## Start PASSAGE PROVIDED

Wednesday, February 8, 2017, 10:51 AM - There's something romantic about discovering a sunken ship, hoping to stumble on sunken treasure.

But sometimes, underwater seekers may get not just a shipwreck, but an entire drowned community to explore -- most of them with tragic backstories.

Here are five that caught our attention.

Thonis-Heracleion

We’ll start off with a city that was so thoroughly lost, no one was 100 per cent sure it even existed at all until quite recently. In fact, the discovery weren’t even looking for it while they were diving in the sea off Egypt’s Nile Delta -- they were hoping to find sunken Napoleonic warships.

No collection of riverside huts, Thonis-Heracleion was worthy of the “city” designation. Since its discovery in 2000, new research suggests it was for a long time the sole designated port of entry for Greek shipping to Egypt (according to its discoverer Franck Goddio), which would have made it very rich indeed. 

And at its height, business was booming. An ancient country, Egypt was an economic powerhouse for millennia as dynasty followed dynasty and empire followed empire, making Thonis-Heracleion a prime destination. Atlas Obscura says archaeologists have found about 64 ships among the ruins, as well as 700 anchors and plenty of coins.

Its exact age isn’t known, but one temple to the god Amun was dated to the 8th Century B.C.E. And it was one of several temples and sanctuaries that would have been crammed into the city, and some statues almost five metres tall have been discovered.

As for what happened to it, that’s not really well known either, although its discoverers told the Huffington Post it sank about 1,200 years ago. Their theory is: All of those buildings were built on not-too-sturdy sand, and when one of the country’s occasional earthquakes struck, they may have fallen 10 metres beneath the waves.

The Reschensee

In northern Italy, near Austria, travellers taking in the breathtaking natural beauty of the South Tyrol region may be puzzled to find a single church belltower emerging from the still waters of the Reschensee.

The structure points to the lake’s bittersweet past. Known also as Lake Reschen, beneath its waters lie the remains of the towns of Graun and Reschen (Mental Floss says they date back to Roman times). People lived their lives within these communities until the 20th Century, when a power company hatched a plan for a new dam to harness the region’s hydro-electric potential.

## End PASSAGE PROVIDED
## Start EXCERPTED DATA

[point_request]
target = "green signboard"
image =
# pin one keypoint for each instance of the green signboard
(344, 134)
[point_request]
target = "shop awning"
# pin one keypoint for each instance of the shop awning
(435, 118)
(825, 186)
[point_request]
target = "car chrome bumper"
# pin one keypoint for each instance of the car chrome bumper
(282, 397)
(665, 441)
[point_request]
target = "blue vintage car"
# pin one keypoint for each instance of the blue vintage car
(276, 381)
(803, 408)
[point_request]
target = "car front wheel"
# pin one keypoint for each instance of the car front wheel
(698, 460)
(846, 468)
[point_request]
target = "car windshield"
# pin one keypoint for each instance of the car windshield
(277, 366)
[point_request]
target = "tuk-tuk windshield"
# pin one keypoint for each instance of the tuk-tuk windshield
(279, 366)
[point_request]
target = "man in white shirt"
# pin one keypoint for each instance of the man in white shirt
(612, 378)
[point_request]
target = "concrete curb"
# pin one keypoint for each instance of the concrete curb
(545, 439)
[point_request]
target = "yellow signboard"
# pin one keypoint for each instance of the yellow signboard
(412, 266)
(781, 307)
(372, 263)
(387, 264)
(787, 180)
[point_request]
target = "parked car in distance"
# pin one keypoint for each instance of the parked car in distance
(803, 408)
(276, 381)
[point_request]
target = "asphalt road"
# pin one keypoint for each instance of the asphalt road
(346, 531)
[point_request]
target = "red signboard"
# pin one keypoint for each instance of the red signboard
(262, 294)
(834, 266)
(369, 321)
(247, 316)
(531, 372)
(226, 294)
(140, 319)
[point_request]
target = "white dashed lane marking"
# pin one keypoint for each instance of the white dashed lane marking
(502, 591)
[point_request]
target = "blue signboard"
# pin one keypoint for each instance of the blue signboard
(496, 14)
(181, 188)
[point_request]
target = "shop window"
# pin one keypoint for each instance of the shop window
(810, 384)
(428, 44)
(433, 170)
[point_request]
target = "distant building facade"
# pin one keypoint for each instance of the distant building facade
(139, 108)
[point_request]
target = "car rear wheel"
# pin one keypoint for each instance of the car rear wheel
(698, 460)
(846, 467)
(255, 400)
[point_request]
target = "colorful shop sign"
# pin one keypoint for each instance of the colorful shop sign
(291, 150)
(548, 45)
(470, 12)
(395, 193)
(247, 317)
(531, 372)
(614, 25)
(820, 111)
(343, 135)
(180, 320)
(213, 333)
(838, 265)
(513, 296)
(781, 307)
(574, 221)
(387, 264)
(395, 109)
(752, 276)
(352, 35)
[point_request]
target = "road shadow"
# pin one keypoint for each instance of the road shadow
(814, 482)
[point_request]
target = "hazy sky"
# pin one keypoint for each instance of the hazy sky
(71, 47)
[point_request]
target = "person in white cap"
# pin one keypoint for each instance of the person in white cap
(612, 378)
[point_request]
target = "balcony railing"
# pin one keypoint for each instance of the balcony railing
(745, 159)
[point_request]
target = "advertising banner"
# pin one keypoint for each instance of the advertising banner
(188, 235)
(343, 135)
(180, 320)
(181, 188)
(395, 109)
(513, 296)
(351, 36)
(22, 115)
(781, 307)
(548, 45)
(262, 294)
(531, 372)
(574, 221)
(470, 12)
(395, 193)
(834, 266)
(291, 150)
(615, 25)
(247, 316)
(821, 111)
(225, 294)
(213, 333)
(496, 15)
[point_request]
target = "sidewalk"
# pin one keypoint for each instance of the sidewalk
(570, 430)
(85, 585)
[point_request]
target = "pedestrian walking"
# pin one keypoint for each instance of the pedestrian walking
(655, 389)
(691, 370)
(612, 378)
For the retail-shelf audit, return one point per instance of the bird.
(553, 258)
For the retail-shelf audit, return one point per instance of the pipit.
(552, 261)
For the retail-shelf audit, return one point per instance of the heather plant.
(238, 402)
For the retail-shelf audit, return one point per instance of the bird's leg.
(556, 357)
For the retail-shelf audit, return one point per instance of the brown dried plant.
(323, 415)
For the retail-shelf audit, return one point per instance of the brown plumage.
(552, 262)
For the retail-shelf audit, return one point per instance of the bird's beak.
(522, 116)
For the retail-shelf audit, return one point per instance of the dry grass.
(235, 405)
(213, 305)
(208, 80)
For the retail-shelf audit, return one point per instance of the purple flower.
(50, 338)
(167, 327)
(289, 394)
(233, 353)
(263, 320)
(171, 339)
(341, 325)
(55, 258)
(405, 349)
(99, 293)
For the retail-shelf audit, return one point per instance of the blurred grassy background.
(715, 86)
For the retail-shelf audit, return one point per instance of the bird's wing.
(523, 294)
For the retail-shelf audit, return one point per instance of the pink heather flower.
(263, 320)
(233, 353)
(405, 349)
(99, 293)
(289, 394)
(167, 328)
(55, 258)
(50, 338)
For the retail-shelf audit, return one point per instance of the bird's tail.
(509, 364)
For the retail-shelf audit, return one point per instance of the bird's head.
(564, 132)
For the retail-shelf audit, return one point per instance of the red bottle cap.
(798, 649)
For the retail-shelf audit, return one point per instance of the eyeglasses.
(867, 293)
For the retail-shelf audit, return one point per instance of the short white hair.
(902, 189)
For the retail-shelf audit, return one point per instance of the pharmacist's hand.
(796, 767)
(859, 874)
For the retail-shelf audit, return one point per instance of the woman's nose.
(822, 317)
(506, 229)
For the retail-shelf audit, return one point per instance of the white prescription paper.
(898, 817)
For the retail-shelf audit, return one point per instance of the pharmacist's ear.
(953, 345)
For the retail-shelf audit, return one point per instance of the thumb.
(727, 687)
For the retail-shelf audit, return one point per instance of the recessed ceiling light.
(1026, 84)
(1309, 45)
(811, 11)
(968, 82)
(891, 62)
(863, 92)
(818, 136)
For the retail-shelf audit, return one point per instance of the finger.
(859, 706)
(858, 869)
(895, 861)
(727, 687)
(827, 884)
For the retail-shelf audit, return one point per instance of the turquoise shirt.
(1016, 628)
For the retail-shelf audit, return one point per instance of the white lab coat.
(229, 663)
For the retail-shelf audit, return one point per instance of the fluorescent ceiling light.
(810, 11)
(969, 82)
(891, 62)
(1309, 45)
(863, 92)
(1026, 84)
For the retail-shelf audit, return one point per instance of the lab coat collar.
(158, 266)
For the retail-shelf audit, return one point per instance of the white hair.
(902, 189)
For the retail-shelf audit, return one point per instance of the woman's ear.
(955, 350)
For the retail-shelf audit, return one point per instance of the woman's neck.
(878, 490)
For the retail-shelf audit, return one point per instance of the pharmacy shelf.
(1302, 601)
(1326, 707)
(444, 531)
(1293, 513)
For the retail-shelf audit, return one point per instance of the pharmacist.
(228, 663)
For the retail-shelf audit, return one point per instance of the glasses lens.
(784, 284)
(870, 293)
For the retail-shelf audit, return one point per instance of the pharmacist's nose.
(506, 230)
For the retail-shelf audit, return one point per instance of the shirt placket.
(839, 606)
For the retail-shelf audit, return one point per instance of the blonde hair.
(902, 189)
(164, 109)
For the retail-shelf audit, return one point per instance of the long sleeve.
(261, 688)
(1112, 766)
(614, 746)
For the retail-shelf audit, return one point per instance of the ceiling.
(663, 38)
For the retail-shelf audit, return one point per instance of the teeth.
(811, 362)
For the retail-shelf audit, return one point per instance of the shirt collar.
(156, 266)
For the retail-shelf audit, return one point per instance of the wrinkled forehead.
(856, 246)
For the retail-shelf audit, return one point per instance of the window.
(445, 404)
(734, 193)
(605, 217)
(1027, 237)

## End EXCERPTED DATA

**PROBLEM TO SOLVE:**
Continue the article on drowned towns and cities, picking up right after its final sentence.

**RESPONSE:**
Once the dam was built, the rising waters would unify two natural lakes in the area, and completely submerge the two ancient towns. Locals, understandably, were not in favour of the plan, the fought against it until the waters finally rose in 1950 (with construction on the dam delayed by the Second World War).

The locals relocated nearby, but the 163 homes and other buildings they left behind still exist beneath the lake’s waters, with the 14th Century church belltower the only evidence they were ever there.

The area is now a popular tourist attraction, featuring cycling and walking trails, and lake activities such as kite surfing and, in the winter, ice skating -- though we can only imagine what must go through the minds of the last surviving inhabitants of the drowned villages as they watch the tourists ply the waters above their former homes.

Port Royal

For people at the time, the fate of the legendary pirate paradise of Port Royal in Jamaica must have seemed like a well-deserved divine punishment.

According to UNESCO, which is considering it as a World Heritage Site, the city was a major centre, the jewel of the Caribbean, with perhaps as many as 10,000 inhabitants dwelling in 2,000 buildings in a dense area of only 20 hectares, including four churches, a cathedral and five forts.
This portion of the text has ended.